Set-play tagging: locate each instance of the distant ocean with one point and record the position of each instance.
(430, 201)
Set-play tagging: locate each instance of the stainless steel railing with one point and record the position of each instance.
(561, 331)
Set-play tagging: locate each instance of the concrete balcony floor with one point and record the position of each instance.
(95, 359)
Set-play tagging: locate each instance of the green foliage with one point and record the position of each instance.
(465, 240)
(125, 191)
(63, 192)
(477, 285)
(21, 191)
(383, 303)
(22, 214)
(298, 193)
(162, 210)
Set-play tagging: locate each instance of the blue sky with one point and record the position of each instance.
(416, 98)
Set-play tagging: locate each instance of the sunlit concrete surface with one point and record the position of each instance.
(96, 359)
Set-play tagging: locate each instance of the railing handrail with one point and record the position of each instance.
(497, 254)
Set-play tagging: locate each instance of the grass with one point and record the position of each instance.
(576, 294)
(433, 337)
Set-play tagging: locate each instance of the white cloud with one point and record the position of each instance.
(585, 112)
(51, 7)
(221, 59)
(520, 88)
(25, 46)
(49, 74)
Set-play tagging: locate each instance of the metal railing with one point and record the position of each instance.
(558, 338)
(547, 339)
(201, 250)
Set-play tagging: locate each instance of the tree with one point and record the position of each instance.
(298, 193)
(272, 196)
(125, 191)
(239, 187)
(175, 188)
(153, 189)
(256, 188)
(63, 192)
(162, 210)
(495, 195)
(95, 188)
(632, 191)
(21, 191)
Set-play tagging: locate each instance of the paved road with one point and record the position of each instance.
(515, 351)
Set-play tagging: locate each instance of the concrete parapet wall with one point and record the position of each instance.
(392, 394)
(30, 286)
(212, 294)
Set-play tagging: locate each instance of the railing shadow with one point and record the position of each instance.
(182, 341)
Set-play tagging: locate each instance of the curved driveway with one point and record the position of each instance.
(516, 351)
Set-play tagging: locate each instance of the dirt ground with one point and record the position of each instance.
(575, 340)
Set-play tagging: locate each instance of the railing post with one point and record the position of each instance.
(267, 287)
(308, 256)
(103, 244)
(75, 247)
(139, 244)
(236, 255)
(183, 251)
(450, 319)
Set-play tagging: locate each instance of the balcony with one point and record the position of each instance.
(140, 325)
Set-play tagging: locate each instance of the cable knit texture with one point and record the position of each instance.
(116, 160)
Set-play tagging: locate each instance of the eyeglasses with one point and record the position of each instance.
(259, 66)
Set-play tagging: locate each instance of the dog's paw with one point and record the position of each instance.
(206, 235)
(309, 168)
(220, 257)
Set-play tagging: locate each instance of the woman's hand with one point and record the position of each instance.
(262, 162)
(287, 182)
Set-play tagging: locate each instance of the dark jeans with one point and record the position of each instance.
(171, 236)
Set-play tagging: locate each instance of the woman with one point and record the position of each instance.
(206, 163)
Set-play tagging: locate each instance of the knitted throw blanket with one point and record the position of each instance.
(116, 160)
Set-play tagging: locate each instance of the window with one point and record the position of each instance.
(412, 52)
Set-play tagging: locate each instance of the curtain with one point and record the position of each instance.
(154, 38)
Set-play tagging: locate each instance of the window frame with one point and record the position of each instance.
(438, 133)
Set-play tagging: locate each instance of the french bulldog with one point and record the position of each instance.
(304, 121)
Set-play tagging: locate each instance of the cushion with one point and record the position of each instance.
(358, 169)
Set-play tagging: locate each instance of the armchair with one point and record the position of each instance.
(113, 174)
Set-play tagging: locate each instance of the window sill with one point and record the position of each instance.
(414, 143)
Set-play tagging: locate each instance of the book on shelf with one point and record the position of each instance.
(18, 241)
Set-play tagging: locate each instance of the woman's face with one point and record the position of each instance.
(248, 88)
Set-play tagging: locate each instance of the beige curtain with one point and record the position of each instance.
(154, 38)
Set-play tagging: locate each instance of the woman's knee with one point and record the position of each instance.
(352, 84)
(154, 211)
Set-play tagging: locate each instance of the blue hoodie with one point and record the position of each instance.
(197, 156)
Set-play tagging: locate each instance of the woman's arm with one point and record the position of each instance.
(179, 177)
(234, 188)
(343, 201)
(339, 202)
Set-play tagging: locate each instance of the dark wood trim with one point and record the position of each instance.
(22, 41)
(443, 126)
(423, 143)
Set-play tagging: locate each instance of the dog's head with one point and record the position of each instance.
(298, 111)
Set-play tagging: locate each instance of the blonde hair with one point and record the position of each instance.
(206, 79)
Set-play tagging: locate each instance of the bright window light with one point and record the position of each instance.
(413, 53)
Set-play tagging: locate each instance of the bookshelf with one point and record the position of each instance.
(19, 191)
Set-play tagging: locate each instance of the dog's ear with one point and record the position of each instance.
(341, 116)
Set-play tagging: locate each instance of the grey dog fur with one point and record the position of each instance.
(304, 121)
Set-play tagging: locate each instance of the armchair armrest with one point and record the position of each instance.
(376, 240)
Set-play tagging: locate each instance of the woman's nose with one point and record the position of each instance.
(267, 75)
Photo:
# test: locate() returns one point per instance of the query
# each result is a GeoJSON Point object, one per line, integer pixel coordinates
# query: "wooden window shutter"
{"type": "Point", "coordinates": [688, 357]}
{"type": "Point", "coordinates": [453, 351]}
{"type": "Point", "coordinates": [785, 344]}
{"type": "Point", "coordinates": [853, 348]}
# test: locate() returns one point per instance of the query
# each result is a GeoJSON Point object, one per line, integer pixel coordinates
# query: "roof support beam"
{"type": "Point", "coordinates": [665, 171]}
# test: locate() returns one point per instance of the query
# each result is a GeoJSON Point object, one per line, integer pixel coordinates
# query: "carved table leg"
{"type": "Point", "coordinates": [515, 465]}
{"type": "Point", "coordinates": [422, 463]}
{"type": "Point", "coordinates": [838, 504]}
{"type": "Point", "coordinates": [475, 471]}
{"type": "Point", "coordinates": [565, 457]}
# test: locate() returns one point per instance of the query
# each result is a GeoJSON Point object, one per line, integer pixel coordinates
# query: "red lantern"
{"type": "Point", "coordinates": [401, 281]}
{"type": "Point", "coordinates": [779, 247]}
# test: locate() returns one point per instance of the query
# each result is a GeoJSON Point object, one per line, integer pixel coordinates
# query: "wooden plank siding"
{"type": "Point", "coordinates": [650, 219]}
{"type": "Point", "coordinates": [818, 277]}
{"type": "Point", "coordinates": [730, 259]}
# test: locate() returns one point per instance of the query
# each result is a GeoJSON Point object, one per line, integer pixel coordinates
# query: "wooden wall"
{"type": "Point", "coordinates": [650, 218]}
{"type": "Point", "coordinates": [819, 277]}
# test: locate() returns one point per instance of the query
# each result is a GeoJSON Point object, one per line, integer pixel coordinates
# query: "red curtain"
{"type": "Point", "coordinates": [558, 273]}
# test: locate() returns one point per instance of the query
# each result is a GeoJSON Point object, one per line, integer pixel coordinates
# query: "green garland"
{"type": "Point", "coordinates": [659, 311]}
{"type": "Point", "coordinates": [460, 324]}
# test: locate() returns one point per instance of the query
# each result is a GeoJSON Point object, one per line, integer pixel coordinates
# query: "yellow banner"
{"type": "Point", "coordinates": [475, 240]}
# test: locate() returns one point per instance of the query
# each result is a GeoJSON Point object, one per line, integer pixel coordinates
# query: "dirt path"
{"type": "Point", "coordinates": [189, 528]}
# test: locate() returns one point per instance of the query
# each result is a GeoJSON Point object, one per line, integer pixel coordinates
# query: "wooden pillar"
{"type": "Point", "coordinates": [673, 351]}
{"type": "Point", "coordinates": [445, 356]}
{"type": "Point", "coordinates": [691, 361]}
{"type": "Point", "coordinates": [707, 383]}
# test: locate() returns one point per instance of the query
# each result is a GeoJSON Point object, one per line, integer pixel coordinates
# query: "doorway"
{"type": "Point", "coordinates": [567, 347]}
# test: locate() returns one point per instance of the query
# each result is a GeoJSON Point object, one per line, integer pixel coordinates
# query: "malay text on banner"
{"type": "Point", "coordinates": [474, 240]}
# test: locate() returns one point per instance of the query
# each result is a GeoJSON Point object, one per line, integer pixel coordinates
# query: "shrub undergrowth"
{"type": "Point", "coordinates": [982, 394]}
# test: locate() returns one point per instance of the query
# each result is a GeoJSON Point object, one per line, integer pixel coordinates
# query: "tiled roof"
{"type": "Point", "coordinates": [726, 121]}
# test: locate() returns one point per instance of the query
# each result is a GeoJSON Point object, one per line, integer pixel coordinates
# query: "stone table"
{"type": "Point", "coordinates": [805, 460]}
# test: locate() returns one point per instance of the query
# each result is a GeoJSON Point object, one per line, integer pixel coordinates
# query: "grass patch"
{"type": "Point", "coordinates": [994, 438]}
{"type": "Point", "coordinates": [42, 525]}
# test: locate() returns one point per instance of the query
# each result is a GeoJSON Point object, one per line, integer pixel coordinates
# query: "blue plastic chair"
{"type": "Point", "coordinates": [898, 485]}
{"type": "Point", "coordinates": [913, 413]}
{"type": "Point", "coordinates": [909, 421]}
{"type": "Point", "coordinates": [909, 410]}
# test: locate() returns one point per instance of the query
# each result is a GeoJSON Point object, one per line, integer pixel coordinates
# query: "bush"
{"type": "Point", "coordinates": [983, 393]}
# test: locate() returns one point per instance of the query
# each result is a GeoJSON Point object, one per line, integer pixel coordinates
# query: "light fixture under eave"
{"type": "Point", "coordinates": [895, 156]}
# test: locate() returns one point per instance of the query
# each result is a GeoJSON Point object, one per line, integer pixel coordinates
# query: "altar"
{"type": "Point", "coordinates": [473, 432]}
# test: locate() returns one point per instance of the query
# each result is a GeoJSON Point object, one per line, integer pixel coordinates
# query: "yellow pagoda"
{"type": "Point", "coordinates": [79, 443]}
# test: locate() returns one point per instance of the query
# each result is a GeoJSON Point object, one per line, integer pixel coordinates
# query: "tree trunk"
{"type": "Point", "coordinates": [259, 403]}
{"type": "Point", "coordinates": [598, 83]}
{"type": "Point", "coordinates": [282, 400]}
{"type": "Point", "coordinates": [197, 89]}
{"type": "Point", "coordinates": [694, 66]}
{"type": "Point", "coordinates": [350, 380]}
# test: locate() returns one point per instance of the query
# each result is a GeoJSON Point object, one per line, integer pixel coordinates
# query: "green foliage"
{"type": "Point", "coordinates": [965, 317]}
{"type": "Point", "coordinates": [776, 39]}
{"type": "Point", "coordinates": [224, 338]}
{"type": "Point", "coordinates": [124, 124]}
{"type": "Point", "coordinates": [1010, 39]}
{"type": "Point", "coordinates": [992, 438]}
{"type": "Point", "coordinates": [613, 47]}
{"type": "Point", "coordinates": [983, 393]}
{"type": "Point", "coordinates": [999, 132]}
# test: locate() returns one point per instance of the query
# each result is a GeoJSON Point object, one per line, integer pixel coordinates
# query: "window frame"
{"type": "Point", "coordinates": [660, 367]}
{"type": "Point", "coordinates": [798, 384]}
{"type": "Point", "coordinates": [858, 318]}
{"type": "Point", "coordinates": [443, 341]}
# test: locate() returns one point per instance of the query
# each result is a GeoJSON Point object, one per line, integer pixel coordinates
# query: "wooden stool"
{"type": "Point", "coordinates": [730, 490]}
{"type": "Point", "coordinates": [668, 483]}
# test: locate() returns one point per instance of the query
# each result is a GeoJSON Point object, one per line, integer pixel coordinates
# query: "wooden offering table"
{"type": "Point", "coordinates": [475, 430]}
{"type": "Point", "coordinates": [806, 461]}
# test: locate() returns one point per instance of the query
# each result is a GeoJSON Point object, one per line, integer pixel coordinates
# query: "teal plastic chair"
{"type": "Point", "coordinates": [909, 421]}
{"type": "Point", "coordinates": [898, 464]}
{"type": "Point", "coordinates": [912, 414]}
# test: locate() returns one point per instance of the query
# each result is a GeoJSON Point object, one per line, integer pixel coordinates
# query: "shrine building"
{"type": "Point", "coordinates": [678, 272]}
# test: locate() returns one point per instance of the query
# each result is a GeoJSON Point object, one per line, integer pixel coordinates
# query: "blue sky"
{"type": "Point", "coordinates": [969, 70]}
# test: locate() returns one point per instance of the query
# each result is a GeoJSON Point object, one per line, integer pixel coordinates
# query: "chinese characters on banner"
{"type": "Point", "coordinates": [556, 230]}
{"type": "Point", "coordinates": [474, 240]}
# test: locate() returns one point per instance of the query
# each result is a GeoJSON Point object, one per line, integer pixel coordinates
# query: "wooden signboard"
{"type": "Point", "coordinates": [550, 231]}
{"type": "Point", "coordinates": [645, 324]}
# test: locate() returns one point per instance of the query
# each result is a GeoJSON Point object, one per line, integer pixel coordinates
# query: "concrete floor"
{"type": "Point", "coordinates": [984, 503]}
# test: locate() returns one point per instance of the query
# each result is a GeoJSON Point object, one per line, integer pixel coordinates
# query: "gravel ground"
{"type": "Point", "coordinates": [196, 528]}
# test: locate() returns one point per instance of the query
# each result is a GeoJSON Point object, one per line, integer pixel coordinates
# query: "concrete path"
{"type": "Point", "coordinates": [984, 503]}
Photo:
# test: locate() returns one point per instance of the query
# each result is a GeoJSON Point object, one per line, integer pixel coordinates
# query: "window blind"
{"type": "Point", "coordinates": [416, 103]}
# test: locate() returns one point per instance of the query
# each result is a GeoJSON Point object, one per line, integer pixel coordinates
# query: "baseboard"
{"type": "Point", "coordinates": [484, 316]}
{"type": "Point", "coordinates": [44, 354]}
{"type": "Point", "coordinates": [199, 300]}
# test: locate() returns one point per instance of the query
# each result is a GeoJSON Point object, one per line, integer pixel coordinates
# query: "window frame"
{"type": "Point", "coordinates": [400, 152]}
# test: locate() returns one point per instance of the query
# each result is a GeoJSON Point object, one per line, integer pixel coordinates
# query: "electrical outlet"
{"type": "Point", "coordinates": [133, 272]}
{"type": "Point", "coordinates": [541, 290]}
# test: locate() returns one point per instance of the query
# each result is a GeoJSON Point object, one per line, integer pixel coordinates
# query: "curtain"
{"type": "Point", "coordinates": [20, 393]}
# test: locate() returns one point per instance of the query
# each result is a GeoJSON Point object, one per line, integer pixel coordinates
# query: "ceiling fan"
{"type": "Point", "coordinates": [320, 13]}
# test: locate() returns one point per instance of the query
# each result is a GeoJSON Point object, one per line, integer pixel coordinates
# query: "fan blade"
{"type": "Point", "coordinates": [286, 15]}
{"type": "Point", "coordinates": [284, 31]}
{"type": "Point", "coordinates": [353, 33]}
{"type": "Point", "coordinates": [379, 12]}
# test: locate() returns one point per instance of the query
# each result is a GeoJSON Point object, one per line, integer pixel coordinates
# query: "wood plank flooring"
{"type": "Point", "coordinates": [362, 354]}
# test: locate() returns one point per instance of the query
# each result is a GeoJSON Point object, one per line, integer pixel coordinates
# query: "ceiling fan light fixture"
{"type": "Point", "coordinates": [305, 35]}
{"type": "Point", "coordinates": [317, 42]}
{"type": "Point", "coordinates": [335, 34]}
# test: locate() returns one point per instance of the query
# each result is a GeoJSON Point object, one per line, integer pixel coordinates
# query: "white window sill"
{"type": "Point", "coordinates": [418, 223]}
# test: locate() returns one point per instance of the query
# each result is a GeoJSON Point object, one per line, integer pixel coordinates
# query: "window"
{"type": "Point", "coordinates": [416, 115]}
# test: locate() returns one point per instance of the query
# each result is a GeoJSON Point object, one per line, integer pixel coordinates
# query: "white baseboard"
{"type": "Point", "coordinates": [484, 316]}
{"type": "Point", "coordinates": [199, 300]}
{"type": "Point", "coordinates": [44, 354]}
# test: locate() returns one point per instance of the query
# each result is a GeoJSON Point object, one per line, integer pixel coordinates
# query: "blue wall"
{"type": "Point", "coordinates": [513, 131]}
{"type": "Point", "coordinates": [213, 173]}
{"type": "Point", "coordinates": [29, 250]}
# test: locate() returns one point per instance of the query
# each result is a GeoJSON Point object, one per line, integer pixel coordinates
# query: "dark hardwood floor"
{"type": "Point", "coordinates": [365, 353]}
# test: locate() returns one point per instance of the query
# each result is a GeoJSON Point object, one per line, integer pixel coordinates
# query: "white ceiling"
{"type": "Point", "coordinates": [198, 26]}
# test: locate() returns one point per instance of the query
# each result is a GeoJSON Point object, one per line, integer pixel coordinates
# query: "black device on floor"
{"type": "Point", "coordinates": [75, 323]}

» Task details: Pull out every line of the records above that contains the word "armchair", matching case exactly.

» Final result:
Set-play tagging: locate each instance of the armchair with one point and record the position of each instance.
Set-play tagging: locate each instance of the armchair armrest with one point and record the position of each instance.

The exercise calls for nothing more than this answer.